**Exercise goal:**
Which of the lines below contain the word "Identify"? Return each of those lines in full.

**The input:**
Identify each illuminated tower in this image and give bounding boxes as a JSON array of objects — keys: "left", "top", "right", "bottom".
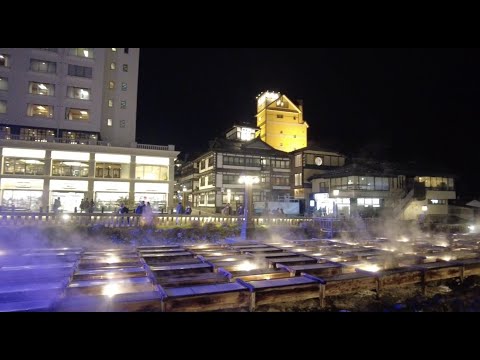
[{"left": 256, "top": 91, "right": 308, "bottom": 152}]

...

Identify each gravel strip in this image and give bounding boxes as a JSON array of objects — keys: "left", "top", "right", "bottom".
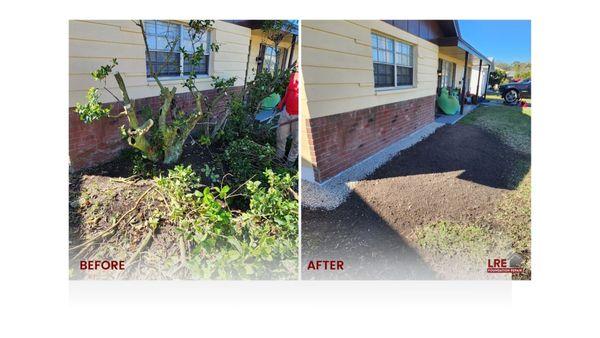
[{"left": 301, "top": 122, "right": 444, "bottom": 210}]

---

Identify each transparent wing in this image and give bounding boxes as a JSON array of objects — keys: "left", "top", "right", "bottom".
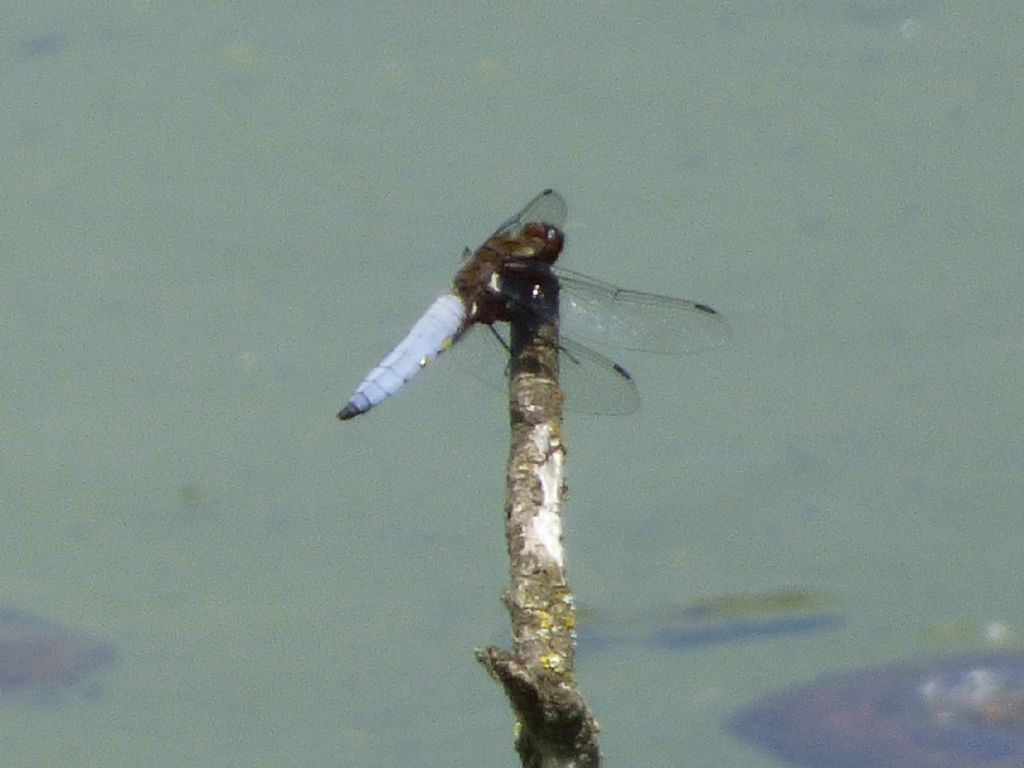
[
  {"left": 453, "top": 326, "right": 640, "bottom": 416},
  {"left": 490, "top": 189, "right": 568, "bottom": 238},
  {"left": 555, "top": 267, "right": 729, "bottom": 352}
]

**Expected output:**
Identify each illuminated tower in this image and give bounding boxes as a JSON array of objects — keys: "left", "top", "right", "bottom".
Identify each gravel strip in this image and give bounding boxes as a JSON array of objects — keys: "left", "top", "right", "bottom".
Identify each transparent wing in this image and give bounding boxes as a JSON array of objects — keys: "left", "top", "right", "bottom".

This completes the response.